WRITTEN TASKS ▸
1. Copy the passage on return on investment analysis word for word, starting with "4.1 Return on" and going on through "interest rate r.".
2. For each statement below, state whether it agrees with the passage on return on investment analysis, answering yes or no and quoting the deciding words of the passage: (a) The study treats all costs directly related to the process change as part of the investment cost. (b) The implementation cost is assumed to be spread across the release cycles. (c) The interest rate r is typically the highest rate of return that investors expect.

SELECTED EXCERPT ▸
4.1 Return on Investment Analysis

A Return on Investment (ROI) analysis represents a widely used approach for measuring and evaluating the value of a new process and product technology [27]. In this study we consider all costs directly related to the process change to be part of the investment cost. If we also assume that the sets of test cases to execute for all release cycles are disjoint, we can calculate the total costs and benefits by adding the costs and benefits for each release cycle. We use the following ROI model based on the net present value of future cash flows until time T and an interest rate r.

$$\begin{aligned} R_t=\frac{\sum _{t=0}^{T} B_t \big / (1+r)^t}{\sum _{t=0}^{T} C_t \big / (1+r)^t}- 1 \end{aligned}$$
(4)

We assume that the implementation cost is paid upfront, so that \(C^{\text {I}}_t=0\) when \(t\ge 1\), and that there are no other benefits or costs at time \(t=0\). In other words, \(B_0=0,C_0=C^{\text {I}}_0\) and, consequently, \(R_0=-1\). The interest rate r is used to discount future cash flows, and is typically the weighted average cost of capital for the firm, i.e., the minimum rate of return that investors expect to provide the needed capital.

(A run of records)
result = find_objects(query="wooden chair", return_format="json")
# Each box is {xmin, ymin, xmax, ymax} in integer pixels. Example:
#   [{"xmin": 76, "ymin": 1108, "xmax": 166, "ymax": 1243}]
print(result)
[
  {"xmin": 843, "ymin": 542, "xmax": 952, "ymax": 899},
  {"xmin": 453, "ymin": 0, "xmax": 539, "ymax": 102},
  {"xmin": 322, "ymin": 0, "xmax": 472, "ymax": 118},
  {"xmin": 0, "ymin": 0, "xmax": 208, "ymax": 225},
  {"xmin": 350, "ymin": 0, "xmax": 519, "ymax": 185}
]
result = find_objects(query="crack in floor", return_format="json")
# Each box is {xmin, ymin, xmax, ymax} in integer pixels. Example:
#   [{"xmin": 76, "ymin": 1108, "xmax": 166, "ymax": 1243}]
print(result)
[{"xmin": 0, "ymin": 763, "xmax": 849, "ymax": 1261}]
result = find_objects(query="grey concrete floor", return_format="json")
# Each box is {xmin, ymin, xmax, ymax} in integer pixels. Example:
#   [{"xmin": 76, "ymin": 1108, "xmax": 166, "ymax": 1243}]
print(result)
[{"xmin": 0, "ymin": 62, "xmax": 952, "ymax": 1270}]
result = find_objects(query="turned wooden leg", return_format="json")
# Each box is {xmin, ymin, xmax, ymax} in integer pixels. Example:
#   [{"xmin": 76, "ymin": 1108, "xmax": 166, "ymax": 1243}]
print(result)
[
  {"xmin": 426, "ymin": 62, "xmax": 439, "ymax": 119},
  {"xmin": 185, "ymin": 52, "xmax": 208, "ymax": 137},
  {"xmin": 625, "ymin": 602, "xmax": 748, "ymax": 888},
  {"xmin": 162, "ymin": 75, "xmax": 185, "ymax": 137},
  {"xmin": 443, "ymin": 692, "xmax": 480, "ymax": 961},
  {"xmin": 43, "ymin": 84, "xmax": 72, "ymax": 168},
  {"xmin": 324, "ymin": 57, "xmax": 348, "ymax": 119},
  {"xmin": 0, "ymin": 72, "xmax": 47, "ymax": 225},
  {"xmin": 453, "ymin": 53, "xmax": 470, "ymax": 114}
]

RESPONSES TO THE TASKS ▸
1.
4.1 Return on Investment Analysis

A Return on Investment (ROI) analysis represents a widely used approach for measuring and evaluating the value of a new process and product technology [27]. In this study we consider all costs directly related to the process change to be part of the investment cost. If we also assume that the sets of test cases to execute for all release cycles are disjoint, we can calculate the total costs and benefits by adding the costs and benefits for each release cycle. We use the following ROI model based on the net present value of future cash flows until time T and an interest rate r.

2.
(a) Yes: "In this study we consider all costs directly related to the process change to be part of the investment cost."
(b) No: "We assume that the implementation cost is paid upfront"
(c) No: "the minimum rate of return that investors expect to provide the needed capital"